◆ **GIVEN EXERCISE A**
Scale the coordinate entries from the line with "Where can the black" through the end of the entries, both ends included, by rewriting those lines in full, requests included. Multiply every coordinate in the answers by 2.3 and round to whole numbers, with halves rounded up.

>> begin DOCUMENT EXCERPT

# Korver given green light.. and expanded role?



## Coatesvillain (Jul 17, 2002)

> To tell a three-point shooter like Kyle Korver that he has the green light to launch a long range shot at any time is nothing but music to his ears. Korver who quickly became a Philadelphia fan favorite, aims not to disappoint in that category.
> 
> “I really like (O’Brien’s) philosophies offensively and defensively,” Korver said. “There’s a few things I need to keep on working on, I know that. I feel pretty good about the way things are going so far.”
> 
> ...


LINK

To be perfectly honest, this is a little surprising, I thought he was going to get a few minutes a game, but it sounds like O'Brien's going to give him at least ten minutes a game to open up things for everyone else.

I'm interested in finding out whether or not Kyle can handle the expanded workload.


----------



## Coatesvillain (Jul 17, 2002)

> "That's music to my ears," said a smiling Korver after Thursday morning's practice. "That's the way, obviously, I'd like it. I feel like I can really open things up. If I'm able to [knock down] a couple 3s, they're going to be more conscious about where I'm at and that's going to open things up for guys like Allen [Iverson] and Willie [Green] and Aaron [McKie] and whoever else is trying to drive to the hole.
> 
> "That's what coach O'Brien is trying to do. That's my thing. I don't have to change my game at all. I've adapted to what some coaches wanted, but that's naturally what I like to do."
> 
> ...


LINK


----------



## Bruno (Sep 15, 2003)

not really surprising for me since o´brien said that this team will shoot more for 3 points the style of the game of this coach so if korver is a good 3 pointer so he will play more minuts.


----------



## RoyWilliams (May 25, 2003)

It will be nice to have a guy who can actually knock down a 3 out there.


----------



## Pan Mengtu (Jun 18, 2004)

Yeah, that kind of worries me. O'Brien keeps repeating how they are going to shoot more threes, but Kyle's the only good three point shooter on the team. Allen, McKie, Willie can hit it down some, but... this ain't celtics with pierce, walker, delk. I'm not sure he won't change his tune and just allow allen to try and make things happen himself.


----------



## BEEZ (Jun 12, 2002)

> Originally posted by <b>Pan Mengtu</b>!

>> end DOCUMENT EXCERPT
>> begin RECORDS TO PROCESS

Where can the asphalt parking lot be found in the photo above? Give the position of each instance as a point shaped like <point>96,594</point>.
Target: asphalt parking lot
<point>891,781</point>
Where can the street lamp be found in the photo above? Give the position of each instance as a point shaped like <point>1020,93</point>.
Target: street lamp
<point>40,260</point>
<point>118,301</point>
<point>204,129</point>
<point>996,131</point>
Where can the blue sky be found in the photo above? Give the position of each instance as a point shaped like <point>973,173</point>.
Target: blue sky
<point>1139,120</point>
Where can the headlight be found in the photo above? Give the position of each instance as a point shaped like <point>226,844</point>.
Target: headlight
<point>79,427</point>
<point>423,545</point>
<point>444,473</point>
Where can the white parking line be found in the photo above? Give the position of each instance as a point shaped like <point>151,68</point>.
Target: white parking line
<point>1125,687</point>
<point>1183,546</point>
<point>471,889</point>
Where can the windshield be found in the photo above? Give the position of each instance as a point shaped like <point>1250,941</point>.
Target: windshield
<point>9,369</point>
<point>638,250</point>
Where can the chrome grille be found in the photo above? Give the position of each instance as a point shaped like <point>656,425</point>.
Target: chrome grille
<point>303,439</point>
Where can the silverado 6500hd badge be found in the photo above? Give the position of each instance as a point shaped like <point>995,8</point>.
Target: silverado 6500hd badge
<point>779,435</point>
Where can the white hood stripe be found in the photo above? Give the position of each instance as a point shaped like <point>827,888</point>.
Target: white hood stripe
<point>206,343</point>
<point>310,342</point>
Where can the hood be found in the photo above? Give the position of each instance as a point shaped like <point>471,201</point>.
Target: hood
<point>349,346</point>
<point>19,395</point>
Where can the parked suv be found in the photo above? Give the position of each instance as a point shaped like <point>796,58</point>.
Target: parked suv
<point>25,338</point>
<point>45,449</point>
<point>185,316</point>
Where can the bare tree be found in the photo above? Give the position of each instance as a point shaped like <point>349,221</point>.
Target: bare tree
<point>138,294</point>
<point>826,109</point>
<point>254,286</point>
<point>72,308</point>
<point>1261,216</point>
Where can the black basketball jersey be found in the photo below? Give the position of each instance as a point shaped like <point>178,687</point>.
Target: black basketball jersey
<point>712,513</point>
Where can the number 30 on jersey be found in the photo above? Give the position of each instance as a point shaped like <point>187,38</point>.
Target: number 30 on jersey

>> end RECORDS TO PROCESS

◆ **GIVEN EXERCISE B**
Rewrite the forum thread about Kyle Korver from "not really surprising" to "3 out there.", substituting "great" for "nice".

◆ **WRITTEN RESPONSE A**
Where can the black basketball jersey be found in the photo below? Give the position of each instance as a point shaped like <point>178,687</point>.
Target: black basketball jersey
<point>1638,1180</point>
Where can the number 30 on jersey be found in the photo above? Give the position of each instance as a point shaped like <point>187,38</point>.
Target: number 30 on jersey

◆ **WRITTEN RESPONSE B**
not really surprising for me since o´brien said that this team will shoot more for 3 points the style of the game of this coach so if korver is a good 3 pointer so he will play more minuts.


----------



## RoyWilliams (May 25, 2003)

It will be great to have a guy who can actually knock down a 3 out there.